(Raw records)
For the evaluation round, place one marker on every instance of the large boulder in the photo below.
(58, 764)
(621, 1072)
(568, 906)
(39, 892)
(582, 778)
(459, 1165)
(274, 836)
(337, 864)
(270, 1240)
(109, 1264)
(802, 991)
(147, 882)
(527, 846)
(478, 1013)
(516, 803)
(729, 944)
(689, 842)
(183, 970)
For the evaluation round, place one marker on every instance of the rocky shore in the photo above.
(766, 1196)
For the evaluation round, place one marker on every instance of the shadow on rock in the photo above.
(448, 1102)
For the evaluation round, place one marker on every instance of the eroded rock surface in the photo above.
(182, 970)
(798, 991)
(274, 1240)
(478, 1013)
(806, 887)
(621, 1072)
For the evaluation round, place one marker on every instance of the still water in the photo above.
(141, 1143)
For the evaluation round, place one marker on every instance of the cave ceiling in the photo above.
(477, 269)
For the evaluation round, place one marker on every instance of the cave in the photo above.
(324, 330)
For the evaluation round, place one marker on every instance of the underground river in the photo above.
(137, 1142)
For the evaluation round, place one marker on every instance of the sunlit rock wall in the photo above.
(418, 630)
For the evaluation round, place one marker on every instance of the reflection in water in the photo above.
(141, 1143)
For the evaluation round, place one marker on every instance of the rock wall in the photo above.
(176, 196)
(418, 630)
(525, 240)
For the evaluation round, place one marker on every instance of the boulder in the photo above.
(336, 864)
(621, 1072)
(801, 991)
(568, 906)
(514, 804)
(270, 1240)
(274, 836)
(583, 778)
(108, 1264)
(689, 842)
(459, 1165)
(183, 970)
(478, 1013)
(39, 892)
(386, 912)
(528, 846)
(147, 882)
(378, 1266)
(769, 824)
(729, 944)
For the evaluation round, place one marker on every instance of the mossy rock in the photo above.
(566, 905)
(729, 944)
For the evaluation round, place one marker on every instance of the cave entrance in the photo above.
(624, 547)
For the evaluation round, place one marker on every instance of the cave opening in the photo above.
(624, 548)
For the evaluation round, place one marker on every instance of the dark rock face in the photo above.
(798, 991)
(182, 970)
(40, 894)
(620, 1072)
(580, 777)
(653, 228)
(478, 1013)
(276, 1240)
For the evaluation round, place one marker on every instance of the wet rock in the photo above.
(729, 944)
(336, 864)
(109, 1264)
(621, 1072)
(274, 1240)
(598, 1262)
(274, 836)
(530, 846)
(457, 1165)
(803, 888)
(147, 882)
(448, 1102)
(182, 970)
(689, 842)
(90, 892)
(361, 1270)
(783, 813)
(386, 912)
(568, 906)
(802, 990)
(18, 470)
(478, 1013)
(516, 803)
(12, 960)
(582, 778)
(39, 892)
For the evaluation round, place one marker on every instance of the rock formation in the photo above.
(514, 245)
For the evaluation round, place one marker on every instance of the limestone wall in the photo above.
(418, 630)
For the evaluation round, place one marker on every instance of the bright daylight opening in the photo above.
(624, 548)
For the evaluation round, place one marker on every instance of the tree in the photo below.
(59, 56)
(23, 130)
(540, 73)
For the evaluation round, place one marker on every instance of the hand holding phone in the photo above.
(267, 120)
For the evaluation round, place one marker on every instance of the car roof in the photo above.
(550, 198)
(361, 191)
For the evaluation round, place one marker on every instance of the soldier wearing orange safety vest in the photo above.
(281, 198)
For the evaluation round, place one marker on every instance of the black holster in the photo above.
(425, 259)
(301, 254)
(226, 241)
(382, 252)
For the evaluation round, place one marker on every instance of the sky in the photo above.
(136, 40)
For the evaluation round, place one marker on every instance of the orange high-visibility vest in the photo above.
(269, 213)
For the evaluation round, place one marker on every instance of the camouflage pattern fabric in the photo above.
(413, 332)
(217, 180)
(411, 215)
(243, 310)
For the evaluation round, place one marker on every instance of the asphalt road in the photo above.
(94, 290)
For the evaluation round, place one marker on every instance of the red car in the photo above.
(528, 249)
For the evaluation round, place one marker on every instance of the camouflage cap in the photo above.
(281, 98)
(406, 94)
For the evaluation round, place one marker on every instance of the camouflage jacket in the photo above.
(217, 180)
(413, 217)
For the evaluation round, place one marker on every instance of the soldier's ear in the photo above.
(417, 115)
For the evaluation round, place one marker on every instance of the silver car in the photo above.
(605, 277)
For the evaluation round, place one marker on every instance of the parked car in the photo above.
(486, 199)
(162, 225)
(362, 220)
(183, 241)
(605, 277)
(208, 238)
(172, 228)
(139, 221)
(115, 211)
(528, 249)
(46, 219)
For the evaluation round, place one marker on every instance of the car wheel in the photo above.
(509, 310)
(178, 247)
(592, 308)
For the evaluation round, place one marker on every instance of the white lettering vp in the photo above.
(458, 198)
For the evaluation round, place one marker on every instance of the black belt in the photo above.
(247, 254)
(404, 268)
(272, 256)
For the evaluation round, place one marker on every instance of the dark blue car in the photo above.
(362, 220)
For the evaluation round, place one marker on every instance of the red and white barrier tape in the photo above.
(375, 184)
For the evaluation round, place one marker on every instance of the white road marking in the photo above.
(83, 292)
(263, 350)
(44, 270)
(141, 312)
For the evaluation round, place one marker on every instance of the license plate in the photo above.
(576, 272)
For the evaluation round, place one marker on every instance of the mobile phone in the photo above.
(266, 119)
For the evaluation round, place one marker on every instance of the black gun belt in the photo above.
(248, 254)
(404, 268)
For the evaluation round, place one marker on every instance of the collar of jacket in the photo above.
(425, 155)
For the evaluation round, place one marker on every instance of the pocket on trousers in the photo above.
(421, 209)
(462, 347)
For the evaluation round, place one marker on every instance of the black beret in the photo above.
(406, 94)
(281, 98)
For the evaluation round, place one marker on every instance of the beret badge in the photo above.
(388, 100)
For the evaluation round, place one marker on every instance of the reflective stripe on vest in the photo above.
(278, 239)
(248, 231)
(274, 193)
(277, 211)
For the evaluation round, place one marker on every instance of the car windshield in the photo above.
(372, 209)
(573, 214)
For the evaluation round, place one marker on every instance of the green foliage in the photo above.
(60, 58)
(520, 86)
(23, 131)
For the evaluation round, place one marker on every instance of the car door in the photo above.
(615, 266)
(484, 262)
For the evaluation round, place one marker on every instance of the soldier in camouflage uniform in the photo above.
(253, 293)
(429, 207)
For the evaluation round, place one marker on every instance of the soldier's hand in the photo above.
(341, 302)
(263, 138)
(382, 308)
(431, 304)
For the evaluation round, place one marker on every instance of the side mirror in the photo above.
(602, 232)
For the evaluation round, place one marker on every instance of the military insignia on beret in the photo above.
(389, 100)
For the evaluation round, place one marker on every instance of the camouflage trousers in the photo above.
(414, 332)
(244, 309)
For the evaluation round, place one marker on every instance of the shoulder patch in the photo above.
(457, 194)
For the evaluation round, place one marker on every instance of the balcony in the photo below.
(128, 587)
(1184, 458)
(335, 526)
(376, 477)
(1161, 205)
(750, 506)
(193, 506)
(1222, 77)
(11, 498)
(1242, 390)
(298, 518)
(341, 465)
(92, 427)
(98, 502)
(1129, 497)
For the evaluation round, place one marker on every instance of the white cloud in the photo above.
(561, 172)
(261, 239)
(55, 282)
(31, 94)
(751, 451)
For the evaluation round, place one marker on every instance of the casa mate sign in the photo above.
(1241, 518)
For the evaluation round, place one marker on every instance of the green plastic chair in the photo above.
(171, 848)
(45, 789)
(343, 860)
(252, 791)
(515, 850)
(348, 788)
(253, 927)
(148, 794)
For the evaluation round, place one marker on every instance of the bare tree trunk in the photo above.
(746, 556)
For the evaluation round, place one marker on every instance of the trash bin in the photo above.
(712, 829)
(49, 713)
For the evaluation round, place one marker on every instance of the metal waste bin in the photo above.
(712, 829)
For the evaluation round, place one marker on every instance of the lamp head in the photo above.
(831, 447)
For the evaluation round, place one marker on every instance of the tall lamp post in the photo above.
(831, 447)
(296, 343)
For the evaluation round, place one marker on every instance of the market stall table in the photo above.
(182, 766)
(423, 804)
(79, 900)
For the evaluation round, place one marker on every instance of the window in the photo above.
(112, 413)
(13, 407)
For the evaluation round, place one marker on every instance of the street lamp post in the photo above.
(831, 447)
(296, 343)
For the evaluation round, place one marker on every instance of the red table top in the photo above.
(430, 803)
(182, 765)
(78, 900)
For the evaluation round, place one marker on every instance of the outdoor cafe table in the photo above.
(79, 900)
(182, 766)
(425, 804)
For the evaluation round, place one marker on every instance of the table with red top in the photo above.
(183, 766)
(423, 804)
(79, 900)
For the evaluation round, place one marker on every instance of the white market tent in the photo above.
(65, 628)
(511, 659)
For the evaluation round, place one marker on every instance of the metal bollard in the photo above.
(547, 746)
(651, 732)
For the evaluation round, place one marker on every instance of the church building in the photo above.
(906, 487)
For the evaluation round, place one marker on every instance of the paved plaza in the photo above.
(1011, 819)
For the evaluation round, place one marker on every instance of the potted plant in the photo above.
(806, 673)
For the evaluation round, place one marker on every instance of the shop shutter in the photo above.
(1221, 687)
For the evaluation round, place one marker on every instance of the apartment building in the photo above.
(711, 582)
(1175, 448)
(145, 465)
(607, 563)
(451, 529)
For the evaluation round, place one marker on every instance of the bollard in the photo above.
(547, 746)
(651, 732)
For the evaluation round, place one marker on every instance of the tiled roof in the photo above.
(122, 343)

**The problem:**
Give back the lines above exactly, from the one with "street lamp post in the photo above." through the last line.

**Task result:**
For the evaluation round, place one marker on every instance of the street lamp post in the photo above.
(831, 447)
(296, 343)
For the evaluation round, place one marker on every instance of the red table top in the photo above.
(430, 803)
(182, 765)
(78, 900)
For the evaluation round, place one marker on every instance of the outdoor cafe table in the photo above.
(79, 900)
(182, 766)
(425, 804)
For the evaluation round, place one marker on every instance of the table with red top in the photo above.
(183, 766)
(423, 804)
(79, 900)
For the evaluation round, place one marker on every instance of the white market tent in the photo above.
(65, 628)
(511, 659)
For the evaluation round, place one marker on every instance of the metal bollard in the photo above.
(547, 746)
(651, 732)
For the evaluation round, place one marker on every instance of the church building in the photo above.
(906, 487)
For the evaluation round, place one marker on every instance of the paved plaza in the photo above.
(1011, 819)
For the evaluation round, place one marker on every instance of the potted plant in the photo above.
(806, 673)
For the evaluation round, place one marker on every instance of the shop shutter in the photo above.
(1221, 687)
For the evaluation round, place one marker on every instance of the apartment building in the photo above.
(711, 582)
(1175, 448)
(145, 465)
(607, 563)
(451, 529)
For the evaluation round, place one marker on every instance of the bollard in the photo above.
(547, 746)
(651, 732)
For the evaluation round, place one marker on every instance of the tiled roof in the photo above.
(122, 343)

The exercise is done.